| Work to do |
Lay out every line of the listing below as a Markdown table with the columns "No." and "Text", numbering each row and omitting blank lines. Leave the pictures out.
+++ Listed entries
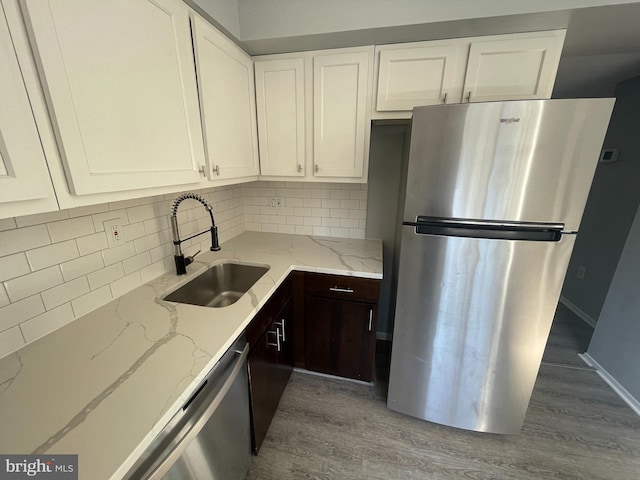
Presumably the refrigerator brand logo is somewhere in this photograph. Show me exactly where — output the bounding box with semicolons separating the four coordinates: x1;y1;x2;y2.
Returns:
0;455;78;480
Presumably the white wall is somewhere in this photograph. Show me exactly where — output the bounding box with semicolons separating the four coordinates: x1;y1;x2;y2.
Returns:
238;0;635;41
587;202;640;404
0;186;245;357
562;77;640;321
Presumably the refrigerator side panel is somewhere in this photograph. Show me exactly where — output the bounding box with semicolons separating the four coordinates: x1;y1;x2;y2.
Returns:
403;98;613;231
387;227;575;433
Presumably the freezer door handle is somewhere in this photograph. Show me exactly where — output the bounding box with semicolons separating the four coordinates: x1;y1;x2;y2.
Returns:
403;216;568;242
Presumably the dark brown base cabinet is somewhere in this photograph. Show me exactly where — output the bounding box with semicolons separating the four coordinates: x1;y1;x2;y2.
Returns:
304;273;380;382
247;279;293;454
246;272;380;454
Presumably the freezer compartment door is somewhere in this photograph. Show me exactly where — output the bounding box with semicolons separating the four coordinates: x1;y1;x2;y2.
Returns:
403;98;613;231
387;226;575;433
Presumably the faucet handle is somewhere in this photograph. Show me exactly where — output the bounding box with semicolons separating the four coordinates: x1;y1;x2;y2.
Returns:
184;250;202;265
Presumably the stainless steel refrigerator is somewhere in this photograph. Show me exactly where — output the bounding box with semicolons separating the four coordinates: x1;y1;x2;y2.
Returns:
387;99;614;433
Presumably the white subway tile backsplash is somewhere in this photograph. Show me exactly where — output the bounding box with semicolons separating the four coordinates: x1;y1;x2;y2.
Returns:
++++++
| Result |
| No. | Text |
|---|---|
| 1 | Presumably the refrigerator brand logo is somewhere in this photograph. Show me exactly where — output the bounding box with semicolons separating the four coordinates: x1;y1;x2;y2. |
| 2 | Returns: |
| 3 | 0;455;78;480 |
| 4 | Presumably the white wall is somewhere in this photograph. Show me exactly where — output the bounding box with semicolons separating the four coordinates: x1;y1;x2;y2. |
| 5 | Returns: |
| 6 | 238;0;635;41 |
| 7 | 587;202;640;404 |
| 8 | 0;186;245;357 |
| 9 | 562;77;640;321 |
| 10 | Presumably the refrigerator side panel is somewhere in this photograph. Show me exactly where — output the bounding box with semicolons separating the four coordinates: x1;y1;x2;y2. |
| 11 | Returns: |
| 12 | 403;98;613;231 |
| 13 | 387;227;575;433 |
| 14 | Presumably the freezer door handle is somewhere in this photograph. Show me exactly where — output the bounding box with semicolons separating the four coordinates: x1;y1;x2;y2. |
| 15 | Returns: |
| 16 | 403;216;568;242 |
| 17 | Presumably the dark brown base cabinet is somewhere in this photograph. Show me exactly where — output the bounding box with semicolons separating the four coordinates: x1;y1;x2;y2. |
| 18 | Returns: |
| 19 | 304;273;380;382 |
| 20 | 247;279;293;454 |
| 21 | 246;272;380;454 |
| 22 | Presumably the freezer compartment door is somewhere in this photograph. Show me exactly where — output the bounding box with semicolons separating the four coordinates: x1;y1;x2;y2. |
| 23 | Returns: |
| 24 | 403;98;613;231 |
| 25 | 387;226;575;433 |
| 26 | Presumably the faucet handle is somewhere in this photograph. Show me exactly where — output the bounding box with semicolons separating the four coordinates: x1;y1;x2;y2. |
| 27 | Returns: |
| 28 | 184;250;202;265 |
| 29 | Presumably the stainless steel refrigerator is somewhere in this photograph. Show me exactly where — output the bounding box with semicolons separating the four coordinates: x1;y1;x2;y2. |
| 30 | Returns: |
| 31 | 387;99;614;433 |
| 32 | Presumably the white subway tile backsplash is somewhere in this photograph. Show me exactly where — output the bounding box with semicolons separating the four coordinates: x1;y1;x2;y2. |
| 33 | Returns: |